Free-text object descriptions
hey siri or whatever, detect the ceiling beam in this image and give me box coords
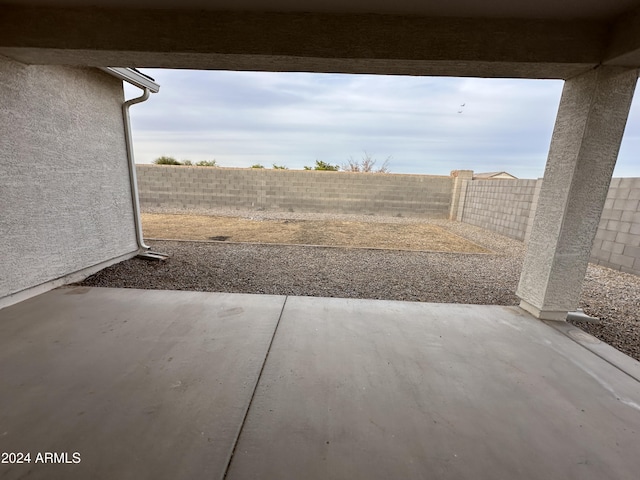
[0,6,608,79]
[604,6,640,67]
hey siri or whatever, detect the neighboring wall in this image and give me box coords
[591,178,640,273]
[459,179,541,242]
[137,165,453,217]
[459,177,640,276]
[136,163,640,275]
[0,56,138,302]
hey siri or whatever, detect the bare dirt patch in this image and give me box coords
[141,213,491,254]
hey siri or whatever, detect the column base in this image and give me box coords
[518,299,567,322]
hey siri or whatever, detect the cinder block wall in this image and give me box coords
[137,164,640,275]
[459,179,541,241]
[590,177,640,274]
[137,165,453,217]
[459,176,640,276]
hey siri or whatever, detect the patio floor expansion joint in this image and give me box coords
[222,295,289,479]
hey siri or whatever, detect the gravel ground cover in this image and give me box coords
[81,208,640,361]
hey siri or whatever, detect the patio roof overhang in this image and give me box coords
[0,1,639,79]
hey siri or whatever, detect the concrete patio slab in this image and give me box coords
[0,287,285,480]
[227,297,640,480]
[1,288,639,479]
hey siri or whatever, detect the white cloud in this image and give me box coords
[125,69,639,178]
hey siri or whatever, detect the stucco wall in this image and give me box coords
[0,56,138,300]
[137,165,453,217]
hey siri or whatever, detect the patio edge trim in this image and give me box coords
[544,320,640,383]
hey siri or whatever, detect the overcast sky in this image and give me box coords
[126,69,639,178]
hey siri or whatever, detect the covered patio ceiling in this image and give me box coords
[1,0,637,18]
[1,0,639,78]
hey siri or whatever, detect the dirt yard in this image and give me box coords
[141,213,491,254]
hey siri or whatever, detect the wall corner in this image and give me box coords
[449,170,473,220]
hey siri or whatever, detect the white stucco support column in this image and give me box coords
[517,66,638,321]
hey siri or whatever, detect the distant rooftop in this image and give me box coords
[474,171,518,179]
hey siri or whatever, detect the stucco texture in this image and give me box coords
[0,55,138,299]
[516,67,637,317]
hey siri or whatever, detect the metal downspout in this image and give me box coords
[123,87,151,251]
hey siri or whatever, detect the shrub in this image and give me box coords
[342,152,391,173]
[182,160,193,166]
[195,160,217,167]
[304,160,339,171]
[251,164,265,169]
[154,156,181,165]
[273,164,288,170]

What you should do » I'd like the data above duplicated exactly, with no pictures included.

Expected answer »
hey siri or whatever, detect the ceiling beam in this image and give me box coords
[0,6,608,79]
[604,6,640,67]
hey siri or whatever, detect the neighboring wall in this image and give me box coords
[591,178,640,273]
[459,179,541,242]
[137,165,453,217]
[459,177,640,276]
[136,163,640,275]
[0,56,138,302]
hey siri or whatever, detect the bare dirt patch in this image and give me box coords
[141,213,491,254]
hey siri or whatever, detect the column base in this image and give me box coords
[518,299,567,322]
hey siri or whatever, detect the cinder block wall in this image and give me box coords
[137,164,640,275]
[459,179,541,241]
[590,177,640,274]
[137,165,453,217]
[459,176,640,276]
hey siri or whatever, detect the patio floor expansion joint in this image and give me box coords
[222,295,289,479]
hey siri or whatever, detect the gravel ground cover in this image and give me box coords
[81,208,640,361]
hey siri or whatever, detect the patio roof overhang in this image and give me box coords
[0,1,639,79]
hey siri or whatever, detect the concrete patio slab in this image and give me box coords
[0,287,285,480]
[227,297,640,480]
[1,288,639,479]
hey siri or whatever, detect the white cloud in this image and give me box coords
[125,69,639,178]
hey siri or whatever, detect the stucco wall in this image and give me box coords
[0,56,138,300]
[137,165,453,217]
hey siri or whatever, detect the patio edge trim in this image and give me box coords
[544,320,640,383]
hey siri or whatever, detect the overcast sky in this image and give me box coords
[126,69,639,178]
hey siri or whatever, detect the covered patio ceiling in this image and give me box coords
[1,0,637,18]
[1,0,639,78]
hey siri or whatever, detect the dirt yard in this image and give me box coords
[141,213,491,254]
hey siri or whatever, detect the wall corner in this image and give me box coords
[449,170,473,220]
hey siri or whatever, detect the white stucco support column in this image and give me box coords
[517,66,638,321]
hey siri or whatever, detect the distant rooftop in this image and give me box coords
[474,171,518,179]
hey siri or whatever, detect the stucco texture in this image and give me box coords
[0,55,138,299]
[516,67,637,317]
hey siri or whatever, detect the metal downspout in this image and give me box coords
[123,87,151,251]
hey siri or whatever, detect the shrub in this image and give me box coords
[342,152,391,173]
[182,160,193,166]
[195,160,217,167]
[304,160,339,171]
[251,164,265,169]
[154,156,181,165]
[273,164,288,170]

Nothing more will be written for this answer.